→ Source material:
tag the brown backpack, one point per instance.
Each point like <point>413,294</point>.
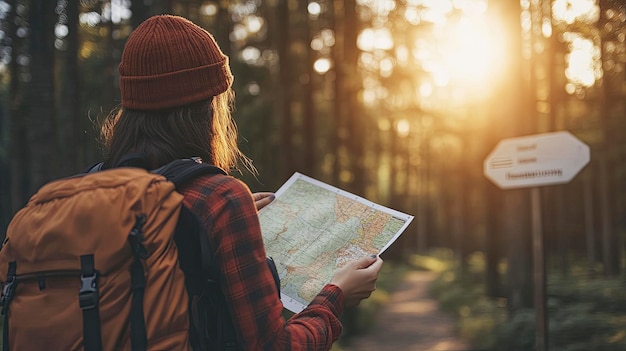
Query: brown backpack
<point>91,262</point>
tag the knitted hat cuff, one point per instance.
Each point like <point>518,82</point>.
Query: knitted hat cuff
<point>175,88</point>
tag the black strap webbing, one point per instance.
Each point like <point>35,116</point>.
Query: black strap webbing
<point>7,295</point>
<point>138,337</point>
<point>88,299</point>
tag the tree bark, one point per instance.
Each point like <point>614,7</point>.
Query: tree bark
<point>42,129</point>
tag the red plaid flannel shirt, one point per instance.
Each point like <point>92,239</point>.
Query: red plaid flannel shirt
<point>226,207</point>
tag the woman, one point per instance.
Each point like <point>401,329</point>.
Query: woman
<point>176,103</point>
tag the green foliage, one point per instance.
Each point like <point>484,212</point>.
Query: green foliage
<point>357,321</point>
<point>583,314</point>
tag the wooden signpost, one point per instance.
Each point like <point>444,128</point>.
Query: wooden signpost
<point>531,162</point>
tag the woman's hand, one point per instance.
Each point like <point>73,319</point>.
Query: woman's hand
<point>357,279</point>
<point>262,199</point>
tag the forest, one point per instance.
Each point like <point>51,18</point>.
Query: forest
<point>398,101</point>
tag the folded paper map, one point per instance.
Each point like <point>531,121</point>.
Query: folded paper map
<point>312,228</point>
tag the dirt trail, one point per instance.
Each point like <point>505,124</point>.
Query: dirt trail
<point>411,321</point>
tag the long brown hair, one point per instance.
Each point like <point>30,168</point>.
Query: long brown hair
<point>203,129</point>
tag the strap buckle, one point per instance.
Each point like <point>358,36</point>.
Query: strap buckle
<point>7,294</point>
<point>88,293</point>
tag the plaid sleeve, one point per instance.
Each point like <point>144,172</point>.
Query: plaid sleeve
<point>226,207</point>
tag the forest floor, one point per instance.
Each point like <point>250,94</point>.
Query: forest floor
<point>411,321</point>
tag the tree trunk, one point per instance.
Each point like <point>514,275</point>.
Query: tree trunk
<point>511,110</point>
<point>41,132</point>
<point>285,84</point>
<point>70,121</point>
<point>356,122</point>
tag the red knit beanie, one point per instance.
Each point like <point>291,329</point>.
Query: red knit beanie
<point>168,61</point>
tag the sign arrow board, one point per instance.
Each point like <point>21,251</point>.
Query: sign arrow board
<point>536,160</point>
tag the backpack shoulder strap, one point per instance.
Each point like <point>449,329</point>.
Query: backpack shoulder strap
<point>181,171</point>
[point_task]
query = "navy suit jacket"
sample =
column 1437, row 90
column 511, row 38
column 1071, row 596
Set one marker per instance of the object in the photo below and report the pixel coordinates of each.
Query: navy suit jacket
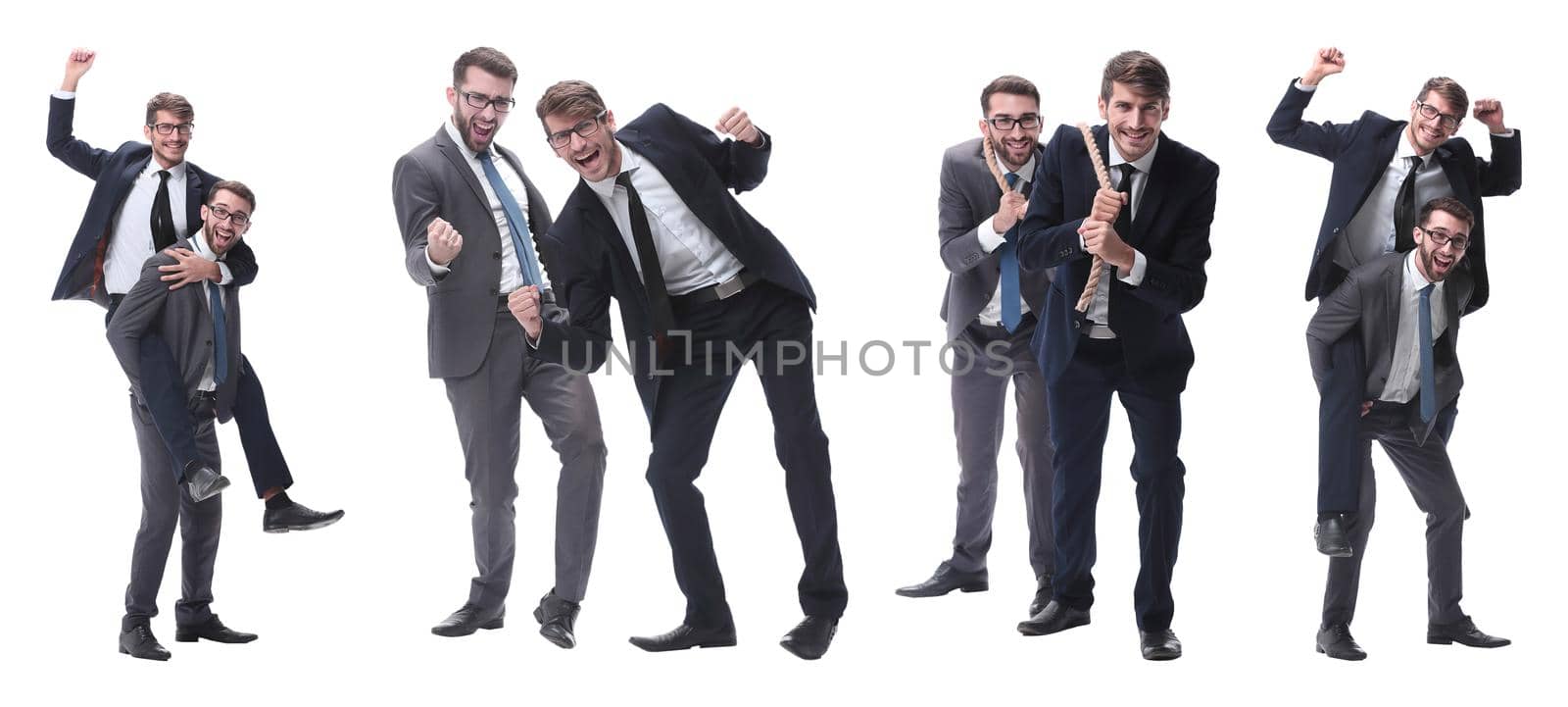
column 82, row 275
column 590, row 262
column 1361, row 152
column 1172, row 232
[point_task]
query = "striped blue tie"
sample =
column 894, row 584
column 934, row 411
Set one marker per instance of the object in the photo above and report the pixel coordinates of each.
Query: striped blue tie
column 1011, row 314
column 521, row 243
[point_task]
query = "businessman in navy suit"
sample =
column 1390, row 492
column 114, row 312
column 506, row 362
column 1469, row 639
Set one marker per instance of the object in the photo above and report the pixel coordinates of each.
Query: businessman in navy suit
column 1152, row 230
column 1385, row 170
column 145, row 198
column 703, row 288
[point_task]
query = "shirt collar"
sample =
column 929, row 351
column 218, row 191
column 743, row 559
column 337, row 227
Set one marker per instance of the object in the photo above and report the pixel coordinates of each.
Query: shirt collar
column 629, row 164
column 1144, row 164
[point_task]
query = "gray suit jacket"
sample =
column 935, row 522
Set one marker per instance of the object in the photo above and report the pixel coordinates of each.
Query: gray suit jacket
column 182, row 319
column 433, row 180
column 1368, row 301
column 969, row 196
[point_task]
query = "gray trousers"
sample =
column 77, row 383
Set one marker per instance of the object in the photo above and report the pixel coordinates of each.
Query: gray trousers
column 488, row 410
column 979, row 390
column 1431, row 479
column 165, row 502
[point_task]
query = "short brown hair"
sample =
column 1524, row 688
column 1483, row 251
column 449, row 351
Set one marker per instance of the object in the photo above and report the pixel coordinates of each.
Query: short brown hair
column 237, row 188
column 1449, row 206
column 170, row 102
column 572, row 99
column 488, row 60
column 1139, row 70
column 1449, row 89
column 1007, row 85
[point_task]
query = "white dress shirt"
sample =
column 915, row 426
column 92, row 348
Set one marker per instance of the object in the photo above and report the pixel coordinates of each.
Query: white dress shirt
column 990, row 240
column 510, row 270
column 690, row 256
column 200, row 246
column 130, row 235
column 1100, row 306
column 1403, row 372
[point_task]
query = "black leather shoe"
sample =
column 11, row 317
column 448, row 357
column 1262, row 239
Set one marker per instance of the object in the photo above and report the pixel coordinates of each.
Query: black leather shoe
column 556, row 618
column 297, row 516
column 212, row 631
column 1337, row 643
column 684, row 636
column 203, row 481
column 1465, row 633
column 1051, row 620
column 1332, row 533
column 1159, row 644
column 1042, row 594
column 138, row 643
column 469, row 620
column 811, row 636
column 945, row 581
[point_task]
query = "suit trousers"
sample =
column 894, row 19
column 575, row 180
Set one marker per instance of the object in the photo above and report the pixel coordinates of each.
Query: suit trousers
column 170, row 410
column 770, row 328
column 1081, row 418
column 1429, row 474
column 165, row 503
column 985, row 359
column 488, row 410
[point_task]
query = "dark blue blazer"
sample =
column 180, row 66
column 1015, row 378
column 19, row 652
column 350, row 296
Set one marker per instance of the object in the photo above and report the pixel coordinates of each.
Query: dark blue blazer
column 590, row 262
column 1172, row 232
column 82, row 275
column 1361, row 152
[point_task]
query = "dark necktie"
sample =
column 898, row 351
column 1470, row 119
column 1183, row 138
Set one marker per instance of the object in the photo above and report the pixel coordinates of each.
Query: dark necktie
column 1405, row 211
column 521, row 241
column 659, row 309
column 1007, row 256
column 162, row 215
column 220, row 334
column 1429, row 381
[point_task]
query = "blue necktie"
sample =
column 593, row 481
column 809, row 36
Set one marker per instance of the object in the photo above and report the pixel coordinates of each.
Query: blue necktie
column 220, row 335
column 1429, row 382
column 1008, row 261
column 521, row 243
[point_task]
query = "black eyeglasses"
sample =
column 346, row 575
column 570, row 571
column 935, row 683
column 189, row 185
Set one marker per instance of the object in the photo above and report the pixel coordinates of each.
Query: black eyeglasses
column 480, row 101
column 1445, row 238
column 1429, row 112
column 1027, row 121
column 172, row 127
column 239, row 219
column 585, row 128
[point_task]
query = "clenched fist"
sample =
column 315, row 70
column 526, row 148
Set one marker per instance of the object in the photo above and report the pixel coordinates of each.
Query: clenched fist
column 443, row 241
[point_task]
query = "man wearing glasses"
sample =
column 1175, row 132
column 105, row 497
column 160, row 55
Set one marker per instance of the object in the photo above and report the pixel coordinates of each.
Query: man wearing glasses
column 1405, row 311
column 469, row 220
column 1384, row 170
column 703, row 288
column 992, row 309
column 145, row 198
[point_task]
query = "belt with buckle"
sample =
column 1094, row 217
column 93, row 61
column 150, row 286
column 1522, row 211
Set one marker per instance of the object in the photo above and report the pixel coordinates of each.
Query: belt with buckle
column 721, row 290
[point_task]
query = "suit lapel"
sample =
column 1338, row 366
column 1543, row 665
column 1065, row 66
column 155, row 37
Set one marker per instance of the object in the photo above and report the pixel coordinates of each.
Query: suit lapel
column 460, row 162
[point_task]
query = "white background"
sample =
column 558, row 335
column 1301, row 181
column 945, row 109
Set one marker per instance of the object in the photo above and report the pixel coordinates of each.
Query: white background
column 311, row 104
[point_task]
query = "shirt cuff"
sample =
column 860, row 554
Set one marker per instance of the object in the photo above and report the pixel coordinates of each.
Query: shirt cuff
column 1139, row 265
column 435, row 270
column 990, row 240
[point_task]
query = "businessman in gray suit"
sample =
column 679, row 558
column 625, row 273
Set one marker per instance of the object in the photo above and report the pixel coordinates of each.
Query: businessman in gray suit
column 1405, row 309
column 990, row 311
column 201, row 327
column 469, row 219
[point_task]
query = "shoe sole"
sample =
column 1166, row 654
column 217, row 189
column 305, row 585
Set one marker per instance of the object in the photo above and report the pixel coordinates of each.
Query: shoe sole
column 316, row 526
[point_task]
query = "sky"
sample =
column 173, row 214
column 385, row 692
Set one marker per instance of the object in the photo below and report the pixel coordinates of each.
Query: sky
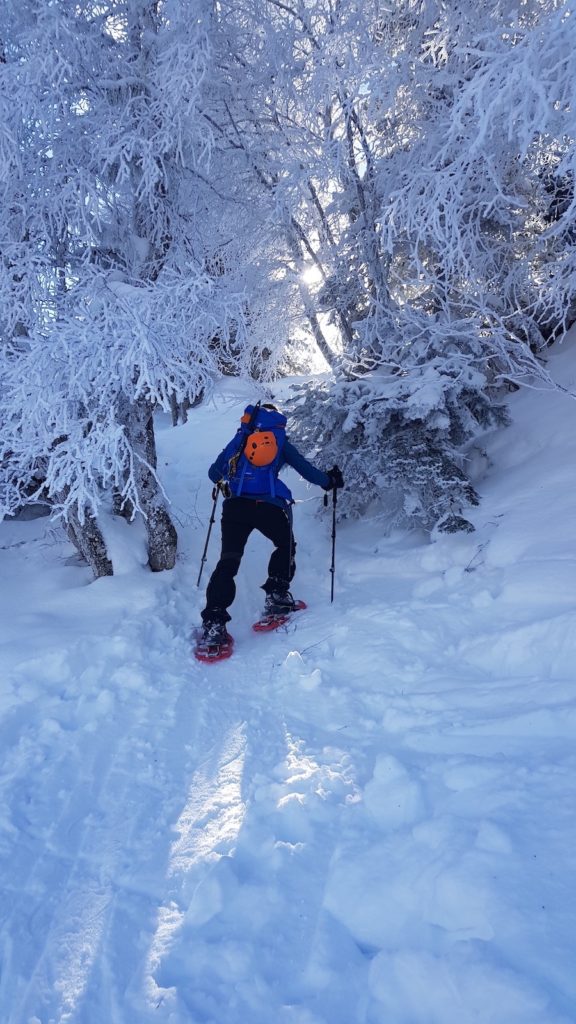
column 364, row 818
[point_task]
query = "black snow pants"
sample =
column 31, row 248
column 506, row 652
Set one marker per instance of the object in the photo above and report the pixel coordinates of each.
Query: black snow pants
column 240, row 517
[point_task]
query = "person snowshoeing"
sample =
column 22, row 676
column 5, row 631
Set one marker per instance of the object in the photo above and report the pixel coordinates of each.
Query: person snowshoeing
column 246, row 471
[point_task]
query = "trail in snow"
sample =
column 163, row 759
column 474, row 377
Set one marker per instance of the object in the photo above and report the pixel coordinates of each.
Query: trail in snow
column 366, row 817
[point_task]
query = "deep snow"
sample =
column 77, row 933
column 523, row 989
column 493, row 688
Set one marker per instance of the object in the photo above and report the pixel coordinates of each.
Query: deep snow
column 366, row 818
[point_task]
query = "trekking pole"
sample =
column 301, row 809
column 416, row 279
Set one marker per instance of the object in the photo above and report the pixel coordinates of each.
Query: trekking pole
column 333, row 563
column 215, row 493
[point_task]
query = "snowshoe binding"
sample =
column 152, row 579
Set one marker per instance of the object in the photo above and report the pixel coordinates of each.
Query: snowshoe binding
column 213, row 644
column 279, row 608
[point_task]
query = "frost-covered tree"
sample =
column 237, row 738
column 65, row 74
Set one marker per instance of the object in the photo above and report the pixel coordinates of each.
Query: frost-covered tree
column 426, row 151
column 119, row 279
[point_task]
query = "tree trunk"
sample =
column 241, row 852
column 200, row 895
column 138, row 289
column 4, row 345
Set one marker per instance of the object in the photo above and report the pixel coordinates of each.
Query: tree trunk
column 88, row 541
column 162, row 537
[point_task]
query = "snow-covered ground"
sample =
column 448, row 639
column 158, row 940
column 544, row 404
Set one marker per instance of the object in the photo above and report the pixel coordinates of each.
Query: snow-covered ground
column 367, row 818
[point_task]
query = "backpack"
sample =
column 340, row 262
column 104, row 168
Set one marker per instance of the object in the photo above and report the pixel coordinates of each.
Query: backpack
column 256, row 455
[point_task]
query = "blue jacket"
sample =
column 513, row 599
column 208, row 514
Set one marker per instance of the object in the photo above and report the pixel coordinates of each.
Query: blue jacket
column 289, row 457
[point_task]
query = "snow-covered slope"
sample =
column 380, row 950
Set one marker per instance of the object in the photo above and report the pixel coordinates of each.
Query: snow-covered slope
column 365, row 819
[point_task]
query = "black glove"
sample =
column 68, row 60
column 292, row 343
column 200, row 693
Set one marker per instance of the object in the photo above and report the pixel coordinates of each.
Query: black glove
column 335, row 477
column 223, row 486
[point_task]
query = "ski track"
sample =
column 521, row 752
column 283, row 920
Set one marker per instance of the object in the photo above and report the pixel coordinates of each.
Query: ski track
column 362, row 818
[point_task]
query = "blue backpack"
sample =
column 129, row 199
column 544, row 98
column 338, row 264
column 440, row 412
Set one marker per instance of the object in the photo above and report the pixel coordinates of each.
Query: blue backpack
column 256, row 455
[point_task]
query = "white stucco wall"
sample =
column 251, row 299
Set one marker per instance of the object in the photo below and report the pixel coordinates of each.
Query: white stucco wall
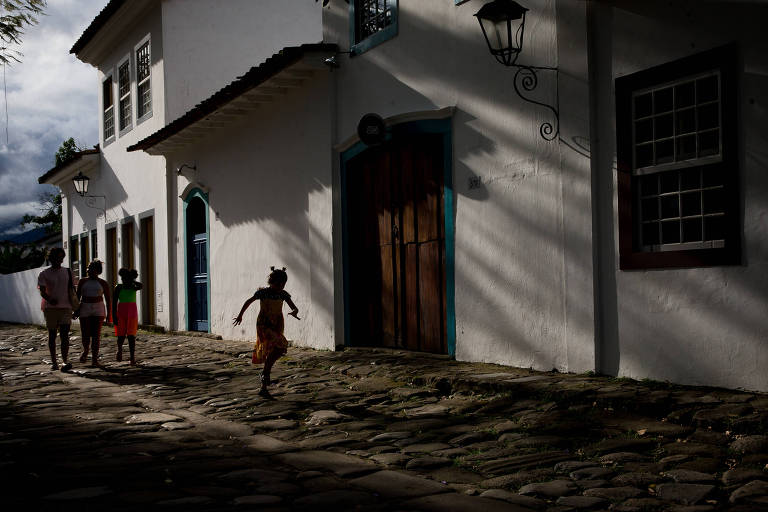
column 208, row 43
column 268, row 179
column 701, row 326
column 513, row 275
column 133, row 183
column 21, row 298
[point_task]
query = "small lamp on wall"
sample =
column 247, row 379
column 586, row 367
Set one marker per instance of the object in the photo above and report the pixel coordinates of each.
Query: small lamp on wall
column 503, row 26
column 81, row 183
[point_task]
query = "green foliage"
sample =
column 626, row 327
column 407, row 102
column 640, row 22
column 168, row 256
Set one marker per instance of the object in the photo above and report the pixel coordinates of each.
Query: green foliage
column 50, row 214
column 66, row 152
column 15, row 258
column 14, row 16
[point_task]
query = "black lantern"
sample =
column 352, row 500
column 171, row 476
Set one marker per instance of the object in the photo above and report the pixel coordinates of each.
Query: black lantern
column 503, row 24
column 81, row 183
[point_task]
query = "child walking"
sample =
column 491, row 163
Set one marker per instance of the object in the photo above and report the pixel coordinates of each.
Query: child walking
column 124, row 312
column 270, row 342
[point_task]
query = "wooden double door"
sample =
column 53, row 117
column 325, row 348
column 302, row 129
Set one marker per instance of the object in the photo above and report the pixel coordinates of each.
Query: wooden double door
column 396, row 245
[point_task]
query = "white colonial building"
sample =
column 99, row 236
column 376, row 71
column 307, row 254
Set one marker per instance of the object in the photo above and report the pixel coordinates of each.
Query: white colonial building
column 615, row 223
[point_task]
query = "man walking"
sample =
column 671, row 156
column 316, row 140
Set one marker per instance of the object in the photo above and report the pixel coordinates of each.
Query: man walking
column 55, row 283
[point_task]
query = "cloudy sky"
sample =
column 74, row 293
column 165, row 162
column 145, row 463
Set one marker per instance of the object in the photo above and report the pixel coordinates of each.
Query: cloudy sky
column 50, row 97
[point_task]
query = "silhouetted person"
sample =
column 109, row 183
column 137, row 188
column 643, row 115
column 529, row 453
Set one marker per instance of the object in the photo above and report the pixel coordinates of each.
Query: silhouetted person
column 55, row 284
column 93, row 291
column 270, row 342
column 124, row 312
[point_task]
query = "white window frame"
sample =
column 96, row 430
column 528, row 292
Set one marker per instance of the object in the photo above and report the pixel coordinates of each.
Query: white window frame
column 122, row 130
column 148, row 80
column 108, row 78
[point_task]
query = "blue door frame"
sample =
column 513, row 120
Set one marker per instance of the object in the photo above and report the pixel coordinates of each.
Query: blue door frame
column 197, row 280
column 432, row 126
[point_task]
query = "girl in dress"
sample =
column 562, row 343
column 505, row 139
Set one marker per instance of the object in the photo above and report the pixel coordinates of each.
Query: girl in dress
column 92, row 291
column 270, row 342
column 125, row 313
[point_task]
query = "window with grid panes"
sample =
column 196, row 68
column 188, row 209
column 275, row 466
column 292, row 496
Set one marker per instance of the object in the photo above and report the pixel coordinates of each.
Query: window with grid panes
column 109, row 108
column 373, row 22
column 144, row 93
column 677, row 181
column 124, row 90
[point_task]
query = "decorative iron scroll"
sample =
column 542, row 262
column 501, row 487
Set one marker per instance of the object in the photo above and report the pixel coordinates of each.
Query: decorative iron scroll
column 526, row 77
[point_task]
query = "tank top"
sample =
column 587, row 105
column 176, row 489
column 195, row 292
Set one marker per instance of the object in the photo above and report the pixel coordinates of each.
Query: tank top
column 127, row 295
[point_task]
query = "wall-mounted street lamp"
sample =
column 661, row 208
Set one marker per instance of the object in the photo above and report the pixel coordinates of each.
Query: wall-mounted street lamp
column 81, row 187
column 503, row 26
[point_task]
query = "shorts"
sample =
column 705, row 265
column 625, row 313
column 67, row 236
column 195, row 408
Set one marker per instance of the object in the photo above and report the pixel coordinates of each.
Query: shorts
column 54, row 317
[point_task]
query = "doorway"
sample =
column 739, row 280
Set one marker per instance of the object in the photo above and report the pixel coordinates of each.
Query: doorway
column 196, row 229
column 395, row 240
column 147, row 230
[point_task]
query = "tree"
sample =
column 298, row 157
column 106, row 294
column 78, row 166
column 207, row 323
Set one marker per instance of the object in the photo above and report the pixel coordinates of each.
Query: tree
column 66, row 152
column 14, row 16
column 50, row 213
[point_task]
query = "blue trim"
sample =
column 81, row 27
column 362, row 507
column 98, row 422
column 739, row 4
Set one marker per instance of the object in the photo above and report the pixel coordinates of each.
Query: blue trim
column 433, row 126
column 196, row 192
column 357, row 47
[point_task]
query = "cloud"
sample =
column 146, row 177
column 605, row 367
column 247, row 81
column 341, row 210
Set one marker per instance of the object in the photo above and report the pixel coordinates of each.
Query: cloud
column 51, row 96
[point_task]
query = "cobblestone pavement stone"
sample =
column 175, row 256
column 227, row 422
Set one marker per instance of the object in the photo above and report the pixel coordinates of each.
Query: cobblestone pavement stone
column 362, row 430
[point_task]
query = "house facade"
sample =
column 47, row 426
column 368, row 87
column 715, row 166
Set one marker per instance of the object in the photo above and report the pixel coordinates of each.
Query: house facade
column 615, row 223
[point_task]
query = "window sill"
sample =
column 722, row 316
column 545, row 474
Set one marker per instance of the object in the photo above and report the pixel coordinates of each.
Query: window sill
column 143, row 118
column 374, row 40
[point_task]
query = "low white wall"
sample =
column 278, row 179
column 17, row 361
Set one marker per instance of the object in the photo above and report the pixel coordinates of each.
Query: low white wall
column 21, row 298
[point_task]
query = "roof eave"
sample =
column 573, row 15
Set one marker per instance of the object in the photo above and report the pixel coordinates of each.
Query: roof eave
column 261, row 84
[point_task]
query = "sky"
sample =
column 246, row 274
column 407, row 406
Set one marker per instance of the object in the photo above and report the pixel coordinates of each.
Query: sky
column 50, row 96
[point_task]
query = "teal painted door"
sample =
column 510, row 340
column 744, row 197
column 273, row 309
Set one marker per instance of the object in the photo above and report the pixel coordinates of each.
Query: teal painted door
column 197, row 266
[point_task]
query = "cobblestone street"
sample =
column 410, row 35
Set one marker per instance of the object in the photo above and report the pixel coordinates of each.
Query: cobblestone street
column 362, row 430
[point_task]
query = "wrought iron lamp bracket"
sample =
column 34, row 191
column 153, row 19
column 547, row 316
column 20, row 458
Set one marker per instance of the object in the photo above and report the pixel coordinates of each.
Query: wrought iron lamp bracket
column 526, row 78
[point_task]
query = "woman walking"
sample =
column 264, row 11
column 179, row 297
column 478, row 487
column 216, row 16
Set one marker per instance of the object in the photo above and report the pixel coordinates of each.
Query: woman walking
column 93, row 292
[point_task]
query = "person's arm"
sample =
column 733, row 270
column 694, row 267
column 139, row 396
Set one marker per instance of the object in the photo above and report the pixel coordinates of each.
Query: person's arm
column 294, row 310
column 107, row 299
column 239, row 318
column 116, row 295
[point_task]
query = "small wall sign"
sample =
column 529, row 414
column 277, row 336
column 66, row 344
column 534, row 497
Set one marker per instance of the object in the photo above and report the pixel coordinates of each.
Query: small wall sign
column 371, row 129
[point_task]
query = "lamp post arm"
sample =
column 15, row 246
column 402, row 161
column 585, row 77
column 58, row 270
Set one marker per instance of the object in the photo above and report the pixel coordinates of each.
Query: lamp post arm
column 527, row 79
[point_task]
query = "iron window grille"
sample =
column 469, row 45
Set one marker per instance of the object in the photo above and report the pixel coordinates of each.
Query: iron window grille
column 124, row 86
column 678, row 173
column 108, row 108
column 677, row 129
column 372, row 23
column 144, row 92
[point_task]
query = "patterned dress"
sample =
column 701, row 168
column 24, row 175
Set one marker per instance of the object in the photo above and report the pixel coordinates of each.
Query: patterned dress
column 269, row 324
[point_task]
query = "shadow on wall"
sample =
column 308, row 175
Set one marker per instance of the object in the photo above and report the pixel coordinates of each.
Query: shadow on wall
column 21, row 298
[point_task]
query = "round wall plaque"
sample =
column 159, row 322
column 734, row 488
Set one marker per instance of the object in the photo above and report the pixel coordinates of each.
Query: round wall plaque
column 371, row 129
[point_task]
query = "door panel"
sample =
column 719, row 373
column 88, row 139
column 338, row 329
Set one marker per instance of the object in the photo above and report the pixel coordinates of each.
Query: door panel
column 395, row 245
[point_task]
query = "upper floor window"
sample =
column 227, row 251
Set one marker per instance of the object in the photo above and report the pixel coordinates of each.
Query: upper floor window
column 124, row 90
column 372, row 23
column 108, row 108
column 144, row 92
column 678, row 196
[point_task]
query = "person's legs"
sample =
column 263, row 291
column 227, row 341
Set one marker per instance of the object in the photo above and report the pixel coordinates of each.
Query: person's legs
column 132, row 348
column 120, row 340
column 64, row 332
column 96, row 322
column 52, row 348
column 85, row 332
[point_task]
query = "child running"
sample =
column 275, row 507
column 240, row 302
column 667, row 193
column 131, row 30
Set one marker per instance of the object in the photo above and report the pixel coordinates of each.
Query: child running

→ Aim of the exercise:
Referring to the material above, set down exactly the lines between the line with "column 573, row 15" and the line with "column 547, row 316", inclusive, and no other lines.

→ Answer to this exercise:
column 573, row 15
Set one marker per instance of the object in the photo above and report the pixel coordinates of each.
Query: roof eave
column 261, row 84
[point_task]
query = "sky"
sample =
column 246, row 274
column 407, row 406
Set one marker per instance of the object in the photo above and report the pixel coordinates of each.
Query: sky
column 50, row 96
[point_task]
query = "teal painted door"
sample =
column 510, row 340
column 744, row 197
column 273, row 309
Set one marker per instance of the object in the photo above and report the pixel coordinates of each.
Query: teal painted door
column 197, row 266
[point_task]
query = "cobblestone street"
sample =
column 410, row 35
Set one marker per instance of the object in the photo above and report the pixel coordinates of each.
Query: cobblestone street
column 362, row 430
[point_task]
query = "wrought iron lamp bracket"
sample =
column 34, row 191
column 153, row 19
column 547, row 316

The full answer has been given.